Copy the records below exactly, omitting any pictures they contain.

* begin *

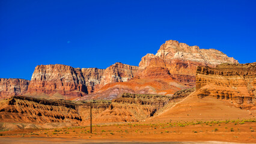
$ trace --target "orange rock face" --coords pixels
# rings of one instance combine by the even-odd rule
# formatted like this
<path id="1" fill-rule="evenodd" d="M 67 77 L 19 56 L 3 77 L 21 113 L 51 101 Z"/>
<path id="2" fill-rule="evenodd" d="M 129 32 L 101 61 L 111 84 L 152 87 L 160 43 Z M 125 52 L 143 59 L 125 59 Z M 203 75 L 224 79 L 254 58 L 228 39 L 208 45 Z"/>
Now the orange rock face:
<path id="1" fill-rule="evenodd" d="M 127 82 L 136 70 L 137 67 L 120 62 L 106 70 L 75 68 L 59 64 L 38 65 L 26 95 L 46 94 L 54 98 L 72 99 L 92 93 L 109 83 Z"/>
<path id="2" fill-rule="evenodd" d="M 229 100 L 241 109 L 255 106 L 256 62 L 198 67 L 196 83 L 199 97 Z"/>
<path id="3" fill-rule="evenodd" d="M 222 63 L 238 62 L 218 50 L 200 49 L 198 46 L 189 46 L 177 41 L 169 40 L 160 47 L 155 55 L 147 54 L 141 59 L 139 76 L 169 75 L 183 84 L 194 86 L 197 66 L 215 67 Z"/>
<path id="4" fill-rule="evenodd" d="M 15 96 L 0 101 L 0 122 L 78 122 L 82 121 L 73 104 Z"/>
<path id="5" fill-rule="evenodd" d="M 215 67 L 222 63 L 238 62 L 217 50 L 168 40 L 156 55 L 144 56 L 139 67 L 120 62 L 106 69 L 38 65 L 28 91 L 20 94 L 62 99 L 84 97 L 87 100 L 112 99 L 124 92 L 172 95 L 177 91 L 195 86 L 197 66 Z"/>
<path id="6" fill-rule="evenodd" d="M 112 99 L 124 92 L 172 95 L 177 91 L 195 86 L 197 66 L 215 67 L 222 63 L 238 62 L 215 49 L 166 41 L 156 55 L 148 53 L 141 59 L 134 78 L 106 85 L 83 98 Z"/>
<path id="7" fill-rule="evenodd" d="M 29 83 L 28 80 L 0 78 L 0 99 L 23 94 Z"/>
<path id="8" fill-rule="evenodd" d="M 26 95 L 56 94 L 61 98 L 70 99 L 87 93 L 85 81 L 81 68 L 64 65 L 38 65 L 35 67 Z"/>

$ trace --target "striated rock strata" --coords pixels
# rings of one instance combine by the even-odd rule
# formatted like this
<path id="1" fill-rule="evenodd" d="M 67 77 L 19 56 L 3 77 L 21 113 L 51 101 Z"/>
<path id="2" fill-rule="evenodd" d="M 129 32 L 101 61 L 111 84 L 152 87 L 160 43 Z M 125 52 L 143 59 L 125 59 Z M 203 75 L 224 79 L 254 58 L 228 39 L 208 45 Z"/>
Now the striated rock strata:
<path id="1" fill-rule="evenodd" d="M 0 99 L 21 95 L 28 90 L 29 80 L 0 78 Z"/>
<path id="2" fill-rule="evenodd" d="M 112 99 L 124 92 L 171 96 L 177 91 L 195 85 L 197 66 L 215 67 L 237 61 L 215 49 L 200 49 L 177 41 L 168 40 L 156 55 L 141 59 L 138 73 L 127 82 L 110 83 L 82 98 Z"/>
<path id="3" fill-rule="evenodd" d="M 224 64 L 216 68 L 198 67 L 196 79 L 199 97 L 229 100 L 241 109 L 255 106 L 256 62 Z"/>
<path id="4" fill-rule="evenodd" d="M 93 92 L 107 83 L 127 82 L 136 70 L 137 67 L 120 62 L 106 70 L 75 68 L 60 64 L 38 65 L 26 94 L 72 99 Z"/>
<path id="5" fill-rule="evenodd" d="M 222 63 L 238 62 L 218 50 L 200 49 L 197 46 L 189 46 L 177 41 L 168 40 L 160 47 L 156 55 L 147 54 L 141 59 L 139 76 L 171 76 L 183 84 L 194 86 L 197 66 L 215 67 Z"/>
<path id="6" fill-rule="evenodd" d="M 82 121 L 76 106 L 67 101 L 14 96 L 0 101 L 0 106 L 1 122 L 44 124 Z"/>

* end *

◆ **TASK RESPONSE**
$ trace --target "orange rock face" --coords pixels
# rings of one instance combine by the even-odd rule
# formatted like this
<path id="1" fill-rule="evenodd" d="M 67 77 L 19 56 L 3 77 L 21 113 L 51 101 Z"/>
<path id="2" fill-rule="evenodd" d="M 129 32 L 101 61 L 111 84 L 152 87 L 160 43 Z M 125 52 L 143 59 L 125 59 Z M 203 75 L 224 79 L 254 58 L 228 39 L 208 45 Z"/>
Now the orange rock face:
<path id="1" fill-rule="evenodd" d="M 127 82 L 136 70 L 137 67 L 120 62 L 106 70 L 75 68 L 59 64 L 38 65 L 26 95 L 46 94 L 54 98 L 72 99 L 92 93 L 109 83 Z"/>
<path id="2" fill-rule="evenodd" d="M 229 100 L 241 109 L 255 106 L 256 62 L 198 67 L 196 83 L 199 97 Z"/>
<path id="3" fill-rule="evenodd" d="M 222 63 L 238 62 L 218 50 L 200 49 L 198 46 L 189 46 L 177 41 L 169 40 L 160 47 L 155 55 L 147 54 L 141 59 L 139 76 L 169 75 L 183 84 L 194 86 L 197 66 L 215 67 Z"/>
<path id="4" fill-rule="evenodd" d="M 15 96 L 0 101 L 0 122 L 78 122 L 82 121 L 73 104 Z"/>
<path id="5" fill-rule="evenodd" d="M 215 67 L 222 63 L 238 62 L 217 50 L 168 40 L 156 55 L 144 56 L 139 67 L 120 62 L 106 69 L 38 65 L 28 91 L 20 94 L 62 99 L 84 97 L 87 100 L 112 99 L 124 92 L 172 95 L 177 91 L 195 86 L 197 66 Z"/>
<path id="6" fill-rule="evenodd" d="M 112 99 L 124 92 L 172 95 L 177 91 L 195 86 L 197 66 L 215 67 L 222 63 L 238 62 L 215 49 L 166 41 L 156 55 L 148 53 L 141 59 L 134 78 L 106 85 L 83 98 Z"/>
<path id="7" fill-rule="evenodd" d="M 29 83 L 28 80 L 0 78 L 0 99 L 23 94 Z"/>
<path id="8" fill-rule="evenodd" d="M 26 95 L 56 94 L 61 98 L 70 99 L 87 93 L 85 81 L 81 68 L 64 65 L 38 65 L 35 67 Z"/>

$ trace --target "striated rock strata" --coords pixels
# rings of one instance combine by the even-odd rule
# formatted like this
<path id="1" fill-rule="evenodd" d="M 67 77 L 19 56 L 3 77 L 21 113 L 51 101 Z"/>
<path id="2" fill-rule="evenodd" d="M 129 32 L 101 61 L 111 84 L 152 87 L 160 43 Z M 125 52 L 143 59 L 125 59 Z M 203 75 L 224 79 L 254 58 L 228 39 L 208 45 Z"/>
Now the striated rock strata:
<path id="1" fill-rule="evenodd" d="M 0 99 L 21 95 L 28 90 L 29 80 L 0 78 Z"/>
<path id="2" fill-rule="evenodd" d="M 112 99 L 124 92 L 171 96 L 177 91 L 195 85 L 197 66 L 215 67 L 237 61 L 215 49 L 200 49 L 177 41 L 168 40 L 156 55 L 141 59 L 138 73 L 127 82 L 110 83 L 82 98 Z"/>
<path id="3" fill-rule="evenodd" d="M 224 64 L 216 68 L 198 67 L 196 79 L 199 97 L 229 100 L 241 109 L 255 106 L 256 62 Z"/>
<path id="4" fill-rule="evenodd" d="M 93 92 L 107 83 L 127 82 L 136 70 L 137 67 L 120 62 L 106 70 L 75 68 L 60 64 L 38 65 L 26 94 L 72 99 Z"/>
<path id="5" fill-rule="evenodd" d="M 222 63 L 238 62 L 218 50 L 200 49 L 197 46 L 189 46 L 177 41 L 168 40 L 160 47 L 156 55 L 147 54 L 141 59 L 139 76 L 171 76 L 183 84 L 194 86 L 197 66 L 215 67 Z"/>
<path id="6" fill-rule="evenodd" d="M 82 121 L 76 106 L 67 101 L 14 96 L 0 101 L 0 106 L 1 122 L 44 124 Z"/>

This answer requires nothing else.